▸ Enunciado 1:
Responda às perguntas abaixo com base no texto sobre o supermercado.
(a) O que o pai de quem narra achava sobre amizade e vida social?
(b) Segundo o texto, onde o sorvete é vendido hoje em dia?
(c) Por quais motivos quem narra ficou encarregado das compras durante a pandemia?
▸ Enunciado 2: Atualize o trecho do texto sobre o supermercado começando em "Amigo de supermercado" e terminando em "no supermercado mesmo.", substituindo "alho" por "cebola".
▸ Enunciado 3: Dê continuidade ao texto sobre o supermercado a partir do ponto em que ele termina.

▸ Texto de estudo:
──────

A nossa vida só vale a pena porque é um mundo de relações. O meu pai achava que era só trabalhar; cultivar amizade e vida social era besteira.
O supermercado é um local de encontro de pessoas, há até a categoria "amigos de supermercados", quando o estabelecimento tem uma freguesia fiel. O dono ou gerente nem quer saber disso, ele quer saber de faturar, mas é um encontro de gente à procura de sobrevivência.
Amigo de supermercado é uma amizade meio silenciosa, feita de cumprimentos em voz baixa, meneios, frases queixosas de preço. Há os solitários, que vão lá, nem empurram carrinho, gostam mesmo é de conversar.
No supermercado, é um lugar de paquera. Na seleção de alho, vagem e outros legumes nas gôndolas, as mãos se encontram. É o desejo de sentir a pele do outro, a falta de um abraço.
Ainda há gente que faz a compra do mês. Carro velho no estacionamento. Filhos. Como faziam os antigos quando vinham para a cidade fazer compras, no final, chupa-se um sorvete de massa. Naquela época, parava-se a charrete numa sorveteria, agora, o sorvete é vendido no supermercado mesmo.
Mas nem tudo é paz e amor nestes tempos de Bolsonaro, durante as compras; há muito ranger de dentes, cálculos feitos e refeitos na máquina de calcular do celular, produtos largados ao pé do caixa porque o dinheiro não deu.
Durante a pandemia, por comodismo e medo da Helena de se contaminar pela covid, fiquei encarregado das compras no supermercado.

──────

Itens do conjunto de dados:
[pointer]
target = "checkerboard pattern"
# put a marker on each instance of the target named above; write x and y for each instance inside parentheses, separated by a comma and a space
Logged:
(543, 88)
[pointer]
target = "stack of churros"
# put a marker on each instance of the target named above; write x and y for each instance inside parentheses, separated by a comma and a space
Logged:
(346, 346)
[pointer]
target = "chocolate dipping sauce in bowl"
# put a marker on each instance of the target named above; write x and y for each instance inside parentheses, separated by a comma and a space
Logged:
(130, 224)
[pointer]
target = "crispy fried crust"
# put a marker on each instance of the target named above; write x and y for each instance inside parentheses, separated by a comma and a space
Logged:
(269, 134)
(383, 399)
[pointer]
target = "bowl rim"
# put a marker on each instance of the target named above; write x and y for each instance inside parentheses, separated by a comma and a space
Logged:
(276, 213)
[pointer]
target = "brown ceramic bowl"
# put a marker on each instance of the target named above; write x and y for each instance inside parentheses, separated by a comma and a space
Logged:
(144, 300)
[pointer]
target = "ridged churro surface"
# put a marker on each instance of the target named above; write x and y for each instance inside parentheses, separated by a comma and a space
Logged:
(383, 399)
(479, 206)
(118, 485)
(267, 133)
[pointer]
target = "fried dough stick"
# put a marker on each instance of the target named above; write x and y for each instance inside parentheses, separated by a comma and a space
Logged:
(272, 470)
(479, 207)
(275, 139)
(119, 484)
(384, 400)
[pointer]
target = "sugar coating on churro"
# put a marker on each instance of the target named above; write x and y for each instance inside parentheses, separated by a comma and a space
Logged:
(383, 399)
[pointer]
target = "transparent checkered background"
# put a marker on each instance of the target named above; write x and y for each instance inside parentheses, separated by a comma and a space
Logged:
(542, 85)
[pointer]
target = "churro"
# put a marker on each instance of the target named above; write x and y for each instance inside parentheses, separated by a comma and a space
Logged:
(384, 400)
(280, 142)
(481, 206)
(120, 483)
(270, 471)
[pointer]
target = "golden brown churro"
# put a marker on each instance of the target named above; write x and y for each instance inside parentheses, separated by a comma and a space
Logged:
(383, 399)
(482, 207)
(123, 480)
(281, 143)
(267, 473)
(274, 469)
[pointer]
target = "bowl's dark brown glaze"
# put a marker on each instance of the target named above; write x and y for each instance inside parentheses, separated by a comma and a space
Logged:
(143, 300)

──────

▸ Resposta final 1:
(a) Achava que era só trabalhar e que cultivar amizade e vida social era besteira.
(b) No próprio supermercado.
(c) Por comodismo e pelo medo da Helena de se contaminar pela covid.

▸ Resposta final 2:
Amigo de supermercado é uma amizade meio silenciosa, feita de cumprimentos em voz baixa, meneios, frases queixosas de preço. Há os solitários, que vão lá, nem empurram carrinho, gostam mesmo é de conversar.
No supermercado, é um lugar de paquera. Na seleção de cebola, vagem e outros legumes nas gôndolas, as mãos se encontram. É o desejo de sentir a pele do outro, a falta de um abraço.
Ainda há gente que faz a compra do mês. Carro velho no estacionamento. Filhos. Como faziam os antigos quando vinham para a cidade fazer compras, no final, chupa-se um sorvete de massa. Naquela época, parava-se a charrete numa sorveteria, agora, o sorvete é vendido no supermercado mesmo.

▸ Resposta final 3:
Há fatos interessantes, digno de registro. Nos Supermercados Rondon, vende-se "almeirão do Pão-de-açúcar", ou seja, produto com o nome do concorrente. Na mesma casa, a laranja-lima, para não ser confundida com a laranja-pera, marcava-se com a letra "L" cada fruta a pincel atômico. Como a letra "L", nesta campanha eleitoral, virou um gesto dos lulistas, só se faz agora um risco. Fui procurar a laranja da Bahia, para ver se o "B" estava bem grandão, mas me enganei, não havia nada marcado. O dono é da terceira via.
Assaí e Pão de Açúcar não têm produtos locais ou regionais à venda, não descentralizam as compras. Stock, Amigão e Muffato só vendem produtos do Paraná, pois suas matrizes são daquele estado.
Há algum tempo, em Araçatuba, cada ano abria um supermercado e fechava outro. Agora parece que estabilizou, mas ando comprando também no empório e mercadinho de bairro, nem tudo, alguns produtos, há preços melhores. Aposentado é um ser com tempo suficiente para fazer tais andanças.
Há gente que abomina os verbos comprar e vender, acha vil o dinheiro. Eles são instrumentos necessários nas trocas de mercadorias. Abominável mesmo é a enorme diferença entre nós, alguns com tudo e muitos com quase nada, nem entram no supermercado.